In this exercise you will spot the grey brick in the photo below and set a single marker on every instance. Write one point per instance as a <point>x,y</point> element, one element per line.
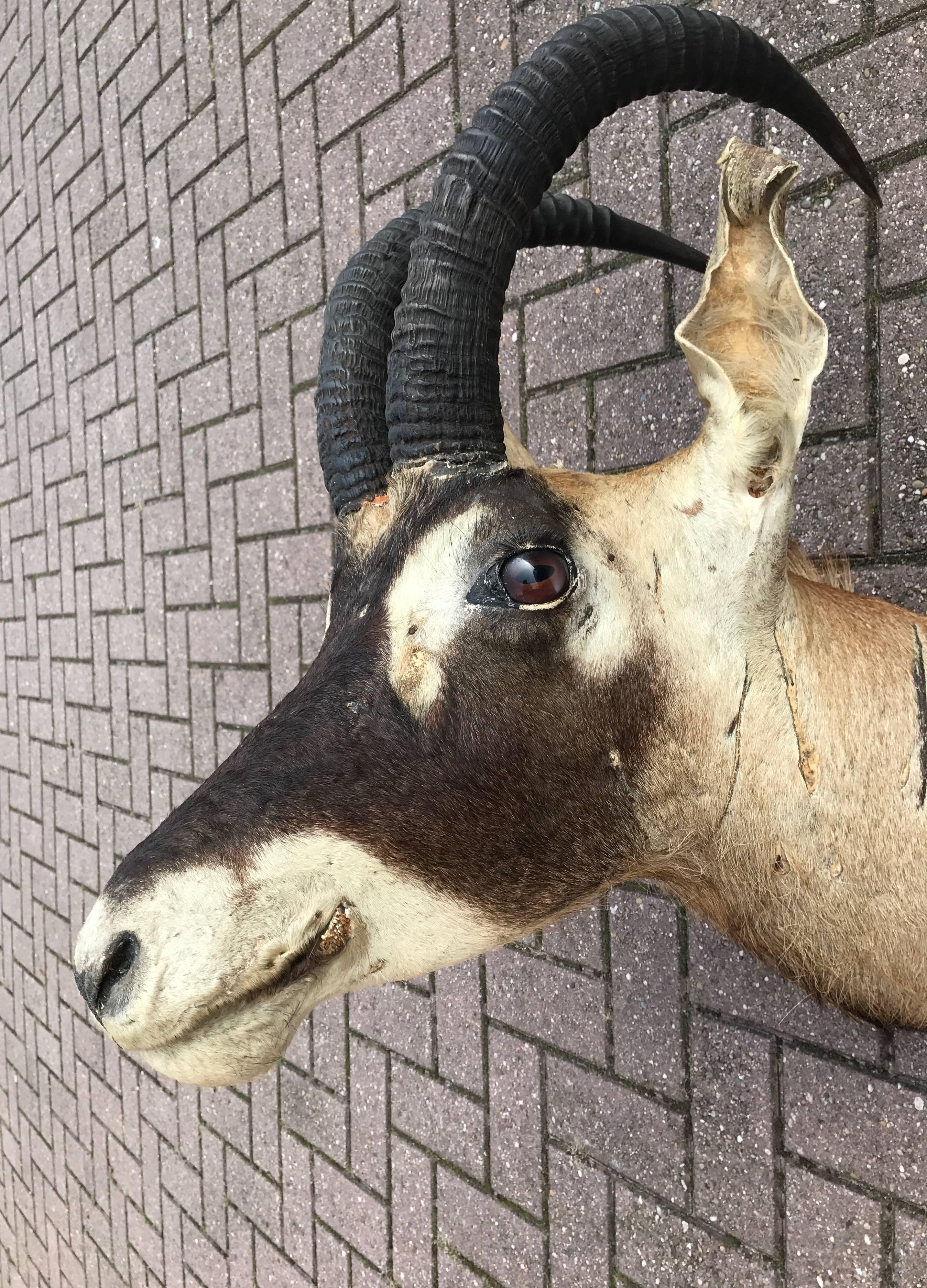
<point>644,415</point>
<point>485,50</point>
<point>911,1251</point>
<point>880,92</point>
<point>862,1126</point>
<point>438,1117</point>
<point>548,1001</point>
<point>903,237</point>
<point>828,243</point>
<point>647,1000</point>
<point>637,1137</point>
<point>655,1243</point>
<point>516,1121</point>
<point>358,83</point>
<point>410,132</point>
<point>579,1220</point>
<point>349,1210</point>
<point>313,38</point>
<point>297,145</point>
<point>412,1205</point>
<point>733,1131</point>
<point>254,236</point>
<point>835,498</point>
<point>290,284</point>
<point>832,1232</point>
<point>577,330</point>
<point>488,1233</point>
<point>266,504</point>
<point>396,1017</point>
<point>558,429</point>
<point>903,384</point>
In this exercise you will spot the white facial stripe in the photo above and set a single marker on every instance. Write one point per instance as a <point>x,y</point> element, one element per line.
<point>427,609</point>
<point>224,940</point>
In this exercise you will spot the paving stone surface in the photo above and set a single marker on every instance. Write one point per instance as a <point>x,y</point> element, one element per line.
<point>625,1099</point>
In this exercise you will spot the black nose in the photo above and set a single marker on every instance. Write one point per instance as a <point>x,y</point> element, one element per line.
<point>96,986</point>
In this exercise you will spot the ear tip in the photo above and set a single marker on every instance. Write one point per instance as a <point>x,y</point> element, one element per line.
<point>754,180</point>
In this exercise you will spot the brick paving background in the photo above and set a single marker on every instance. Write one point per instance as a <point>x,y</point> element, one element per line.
<point>624,1100</point>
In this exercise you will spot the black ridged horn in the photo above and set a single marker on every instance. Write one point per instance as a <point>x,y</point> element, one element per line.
<point>443,387</point>
<point>351,400</point>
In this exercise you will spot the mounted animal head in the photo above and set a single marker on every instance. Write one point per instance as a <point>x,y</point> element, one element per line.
<point>529,679</point>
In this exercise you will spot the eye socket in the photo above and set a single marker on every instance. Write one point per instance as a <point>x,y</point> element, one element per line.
<point>536,578</point>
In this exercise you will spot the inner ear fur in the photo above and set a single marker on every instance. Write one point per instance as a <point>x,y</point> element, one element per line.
<point>754,343</point>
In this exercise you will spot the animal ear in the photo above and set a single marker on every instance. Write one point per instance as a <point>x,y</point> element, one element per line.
<point>754,343</point>
<point>517,454</point>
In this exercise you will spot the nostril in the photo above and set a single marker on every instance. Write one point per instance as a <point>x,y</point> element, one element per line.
<point>120,959</point>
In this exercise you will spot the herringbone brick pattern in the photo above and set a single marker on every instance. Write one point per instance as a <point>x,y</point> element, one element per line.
<point>622,1100</point>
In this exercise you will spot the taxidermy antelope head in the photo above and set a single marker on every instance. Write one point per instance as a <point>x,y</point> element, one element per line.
<point>537,683</point>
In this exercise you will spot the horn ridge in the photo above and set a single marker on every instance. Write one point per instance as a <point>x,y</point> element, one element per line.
<point>443,374</point>
<point>358,321</point>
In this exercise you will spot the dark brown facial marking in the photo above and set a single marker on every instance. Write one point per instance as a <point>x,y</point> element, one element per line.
<point>536,576</point>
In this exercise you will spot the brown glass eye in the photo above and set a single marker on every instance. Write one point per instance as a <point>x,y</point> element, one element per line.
<point>536,576</point>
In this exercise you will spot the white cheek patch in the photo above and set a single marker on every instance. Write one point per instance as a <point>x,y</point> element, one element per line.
<point>212,946</point>
<point>603,639</point>
<point>427,609</point>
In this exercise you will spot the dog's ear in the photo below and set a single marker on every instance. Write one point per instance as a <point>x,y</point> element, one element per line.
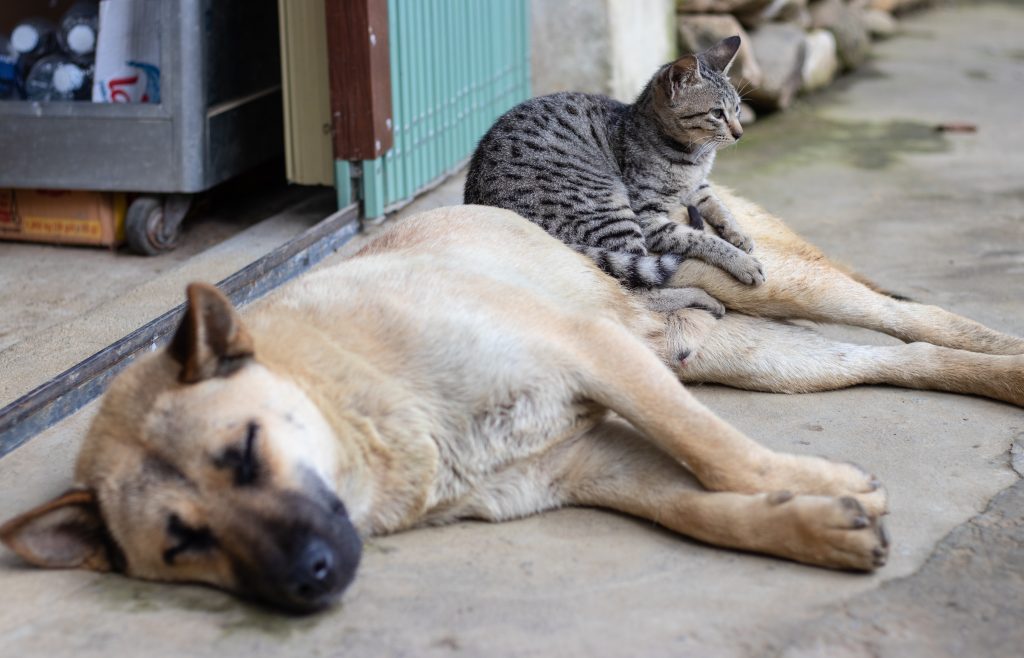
<point>65,533</point>
<point>211,341</point>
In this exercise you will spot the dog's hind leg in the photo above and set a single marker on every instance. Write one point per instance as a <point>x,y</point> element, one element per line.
<point>620,373</point>
<point>612,467</point>
<point>803,283</point>
<point>762,354</point>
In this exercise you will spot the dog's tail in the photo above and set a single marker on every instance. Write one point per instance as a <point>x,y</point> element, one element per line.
<point>633,270</point>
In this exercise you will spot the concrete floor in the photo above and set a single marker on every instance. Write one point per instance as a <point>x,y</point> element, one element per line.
<point>861,172</point>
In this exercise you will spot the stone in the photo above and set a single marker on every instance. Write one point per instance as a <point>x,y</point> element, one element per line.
<point>821,62</point>
<point>747,11</point>
<point>780,49</point>
<point>699,32</point>
<point>783,10</point>
<point>881,25</point>
<point>720,6</point>
<point>895,6</point>
<point>847,25</point>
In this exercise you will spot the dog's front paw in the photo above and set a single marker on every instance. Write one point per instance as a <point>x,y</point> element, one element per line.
<point>669,300</point>
<point>836,532</point>
<point>737,238</point>
<point>812,475</point>
<point>745,269</point>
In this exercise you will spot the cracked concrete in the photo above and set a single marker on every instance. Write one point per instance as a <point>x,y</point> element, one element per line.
<point>859,172</point>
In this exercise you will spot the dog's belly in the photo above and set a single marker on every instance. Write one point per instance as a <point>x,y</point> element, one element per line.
<point>496,464</point>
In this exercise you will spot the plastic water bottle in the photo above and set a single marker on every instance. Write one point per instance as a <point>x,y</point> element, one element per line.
<point>34,38</point>
<point>77,31</point>
<point>9,88</point>
<point>57,78</point>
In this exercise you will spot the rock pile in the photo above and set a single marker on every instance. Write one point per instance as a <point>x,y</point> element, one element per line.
<point>788,46</point>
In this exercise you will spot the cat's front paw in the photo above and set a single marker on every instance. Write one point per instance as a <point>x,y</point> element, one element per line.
<point>745,269</point>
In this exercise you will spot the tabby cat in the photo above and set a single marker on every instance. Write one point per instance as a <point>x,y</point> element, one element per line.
<point>605,177</point>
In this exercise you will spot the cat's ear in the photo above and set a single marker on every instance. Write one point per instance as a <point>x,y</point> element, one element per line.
<point>720,56</point>
<point>682,72</point>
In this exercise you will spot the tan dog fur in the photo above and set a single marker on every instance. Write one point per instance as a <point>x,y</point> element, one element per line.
<point>464,365</point>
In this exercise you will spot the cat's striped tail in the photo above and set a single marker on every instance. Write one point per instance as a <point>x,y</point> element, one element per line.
<point>633,270</point>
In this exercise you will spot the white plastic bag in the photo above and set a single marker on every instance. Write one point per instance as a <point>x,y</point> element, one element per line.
<point>127,52</point>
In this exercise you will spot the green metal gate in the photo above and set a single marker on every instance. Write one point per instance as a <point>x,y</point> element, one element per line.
<point>456,67</point>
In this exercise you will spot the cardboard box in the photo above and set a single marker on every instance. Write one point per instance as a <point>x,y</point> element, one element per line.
<point>62,217</point>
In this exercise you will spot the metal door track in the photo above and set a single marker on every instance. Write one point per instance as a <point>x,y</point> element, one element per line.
<point>76,387</point>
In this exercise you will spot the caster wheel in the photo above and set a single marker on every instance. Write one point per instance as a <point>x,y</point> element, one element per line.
<point>147,229</point>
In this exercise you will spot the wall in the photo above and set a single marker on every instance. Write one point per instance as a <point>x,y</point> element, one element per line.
<point>599,46</point>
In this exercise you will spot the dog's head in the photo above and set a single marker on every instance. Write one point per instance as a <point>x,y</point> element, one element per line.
<point>204,466</point>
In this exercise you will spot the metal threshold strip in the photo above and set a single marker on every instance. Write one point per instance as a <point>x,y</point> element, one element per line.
<point>76,387</point>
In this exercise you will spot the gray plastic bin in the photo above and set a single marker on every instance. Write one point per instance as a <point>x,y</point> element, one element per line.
<point>220,114</point>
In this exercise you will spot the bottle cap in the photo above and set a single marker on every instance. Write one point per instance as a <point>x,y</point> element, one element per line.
<point>68,78</point>
<point>81,40</point>
<point>25,38</point>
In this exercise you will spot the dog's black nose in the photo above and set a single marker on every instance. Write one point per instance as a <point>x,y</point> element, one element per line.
<point>313,573</point>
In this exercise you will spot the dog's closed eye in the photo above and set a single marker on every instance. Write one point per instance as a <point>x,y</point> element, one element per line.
<point>242,459</point>
<point>186,538</point>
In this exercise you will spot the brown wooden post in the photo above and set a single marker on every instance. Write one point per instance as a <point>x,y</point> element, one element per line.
<point>360,78</point>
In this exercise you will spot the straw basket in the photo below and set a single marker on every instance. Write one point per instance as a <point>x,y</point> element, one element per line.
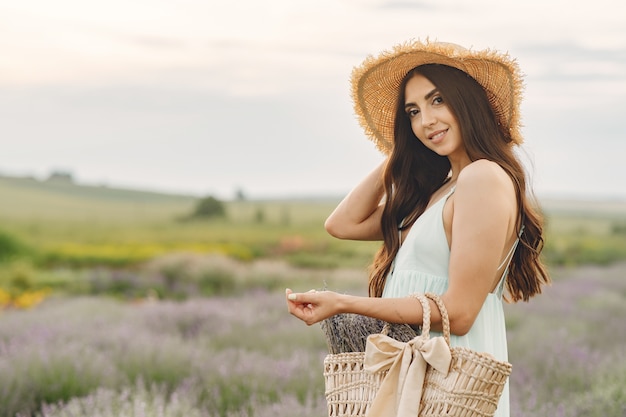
<point>472,387</point>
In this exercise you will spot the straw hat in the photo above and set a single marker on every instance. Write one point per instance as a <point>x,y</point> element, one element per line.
<point>375,84</point>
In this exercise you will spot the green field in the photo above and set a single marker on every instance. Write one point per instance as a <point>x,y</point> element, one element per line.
<point>63,224</point>
<point>112,305</point>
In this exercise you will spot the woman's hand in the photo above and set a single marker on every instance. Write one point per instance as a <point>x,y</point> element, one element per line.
<point>313,306</point>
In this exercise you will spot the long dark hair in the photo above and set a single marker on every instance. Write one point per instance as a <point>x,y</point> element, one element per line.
<point>414,173</point>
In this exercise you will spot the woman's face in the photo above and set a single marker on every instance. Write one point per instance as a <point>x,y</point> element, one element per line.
<point>431,119</point>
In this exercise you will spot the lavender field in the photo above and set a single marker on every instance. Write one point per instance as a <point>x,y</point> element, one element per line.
<point>244,356</point>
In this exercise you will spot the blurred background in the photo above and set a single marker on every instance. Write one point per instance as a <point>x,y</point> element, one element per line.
<point>166,169</point>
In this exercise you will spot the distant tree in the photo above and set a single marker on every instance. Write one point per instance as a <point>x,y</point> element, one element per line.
<point>61,176</point>
<point>208,207</point>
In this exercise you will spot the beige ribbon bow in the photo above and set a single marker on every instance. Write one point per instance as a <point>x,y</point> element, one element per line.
<point>400,392</point>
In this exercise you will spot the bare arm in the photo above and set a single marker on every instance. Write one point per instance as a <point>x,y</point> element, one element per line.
<point>358,215</point>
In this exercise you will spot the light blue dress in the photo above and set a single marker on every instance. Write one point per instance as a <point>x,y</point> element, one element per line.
<point>421,265</point>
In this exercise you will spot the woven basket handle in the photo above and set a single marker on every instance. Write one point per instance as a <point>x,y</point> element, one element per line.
<point>445,320</point>
<point>426,315</point>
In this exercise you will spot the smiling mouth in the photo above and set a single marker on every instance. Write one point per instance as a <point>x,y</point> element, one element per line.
<point>437,135</point>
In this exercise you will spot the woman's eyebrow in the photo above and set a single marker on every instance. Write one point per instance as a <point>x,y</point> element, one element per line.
<point>426,97</point>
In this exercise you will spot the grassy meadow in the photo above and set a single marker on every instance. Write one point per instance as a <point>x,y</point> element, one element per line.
<point>112,305</point>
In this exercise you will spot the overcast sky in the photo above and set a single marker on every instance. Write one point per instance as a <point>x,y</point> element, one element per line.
<point>207,97</point>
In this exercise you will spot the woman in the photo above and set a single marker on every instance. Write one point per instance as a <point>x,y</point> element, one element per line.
<point>450,202</point>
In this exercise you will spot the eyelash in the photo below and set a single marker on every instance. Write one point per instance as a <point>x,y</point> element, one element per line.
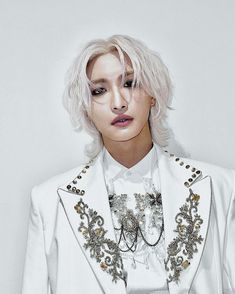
<point>101,90</point>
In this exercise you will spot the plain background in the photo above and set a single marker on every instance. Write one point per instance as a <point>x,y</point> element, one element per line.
<point>39,39</point>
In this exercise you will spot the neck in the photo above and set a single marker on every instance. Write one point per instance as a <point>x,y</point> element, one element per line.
<point>130,152</point>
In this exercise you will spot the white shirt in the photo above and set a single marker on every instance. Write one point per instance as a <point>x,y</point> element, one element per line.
<point>145,267</point>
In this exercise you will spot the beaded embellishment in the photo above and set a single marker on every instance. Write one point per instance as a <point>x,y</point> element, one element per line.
<point>104,250</point>
<point>131,225</point>
<point>181,250</point>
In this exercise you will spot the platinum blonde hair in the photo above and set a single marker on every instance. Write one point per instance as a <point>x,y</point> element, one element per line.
<point>149,72</point>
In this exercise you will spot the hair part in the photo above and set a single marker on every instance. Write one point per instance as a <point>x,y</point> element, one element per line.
<point>149,72</point>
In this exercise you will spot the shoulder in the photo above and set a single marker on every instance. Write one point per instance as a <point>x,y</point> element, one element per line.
<point>44,196</point>
<point>222,178</point>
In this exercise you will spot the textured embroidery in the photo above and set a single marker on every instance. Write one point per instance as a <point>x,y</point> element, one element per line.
<point>104,250</point>
<point>180,251</point>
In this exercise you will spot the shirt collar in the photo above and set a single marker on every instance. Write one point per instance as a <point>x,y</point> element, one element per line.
<point>144,168</point>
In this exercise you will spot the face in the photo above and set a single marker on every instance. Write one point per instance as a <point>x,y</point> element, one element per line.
<point>119,111</point>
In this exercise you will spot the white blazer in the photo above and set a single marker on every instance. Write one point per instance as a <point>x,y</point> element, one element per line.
<point>71,248</point>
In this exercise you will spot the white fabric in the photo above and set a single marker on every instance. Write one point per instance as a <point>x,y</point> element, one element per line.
<point>145,267</point>
<point>57,260</point>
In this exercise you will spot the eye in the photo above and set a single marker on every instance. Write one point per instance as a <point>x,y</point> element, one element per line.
<point>129,84</point>
<point>98,91</point>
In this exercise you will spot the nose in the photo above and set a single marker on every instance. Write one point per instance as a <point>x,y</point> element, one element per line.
<point>119,104</point>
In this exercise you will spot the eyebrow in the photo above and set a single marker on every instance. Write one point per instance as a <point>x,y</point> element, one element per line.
<point>127,73</point>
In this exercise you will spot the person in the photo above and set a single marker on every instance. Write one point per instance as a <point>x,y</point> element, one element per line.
<point>135,218</point>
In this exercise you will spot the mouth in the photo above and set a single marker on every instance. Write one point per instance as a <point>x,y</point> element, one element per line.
<point>122,120</point>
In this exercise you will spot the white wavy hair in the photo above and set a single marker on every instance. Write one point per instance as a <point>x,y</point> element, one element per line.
<point>149,72</point>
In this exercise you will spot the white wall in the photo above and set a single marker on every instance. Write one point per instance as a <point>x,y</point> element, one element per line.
<point>39,39</point>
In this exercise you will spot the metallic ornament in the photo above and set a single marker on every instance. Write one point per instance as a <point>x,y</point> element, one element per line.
<point>181,250</point>
<point>104,250</point>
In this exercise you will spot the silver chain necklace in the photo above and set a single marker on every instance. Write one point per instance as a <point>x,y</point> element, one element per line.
<point>131,225</point>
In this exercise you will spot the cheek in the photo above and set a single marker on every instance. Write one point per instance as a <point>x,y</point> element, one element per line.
<point>98,115</point>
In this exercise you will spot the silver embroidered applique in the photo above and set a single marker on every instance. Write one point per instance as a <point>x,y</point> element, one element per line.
<point>181,250</point>
<point>131,226</point>
<point>104,250</point>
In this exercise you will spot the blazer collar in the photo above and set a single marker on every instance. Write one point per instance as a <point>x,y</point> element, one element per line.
<point>186,197</point>
<point>185,193</point>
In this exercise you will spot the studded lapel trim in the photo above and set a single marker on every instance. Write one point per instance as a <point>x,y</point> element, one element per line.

======

Render the records between the line holding "In this exercise you will spot the green field" and the line holding "<point>313,306</point>", inclusive, as a JSON list of strings with one string per line and blank lines omitted.

**Problem solution:**
[
  "In this exercise you will spot the green field in the photo above and set a single marker on every instance. Write one point per instance as a <point>x,y</point> element, one element per line.",
  "<point>63,224</point>",
  "<point>112,305</point>",
  "In this exercise you will spot the woman's hand in the photo above and set a single marker on every instance. Write one point per instance as a <point>x,y</point> element, one element per line.",
  "<point>313,306</point>"
]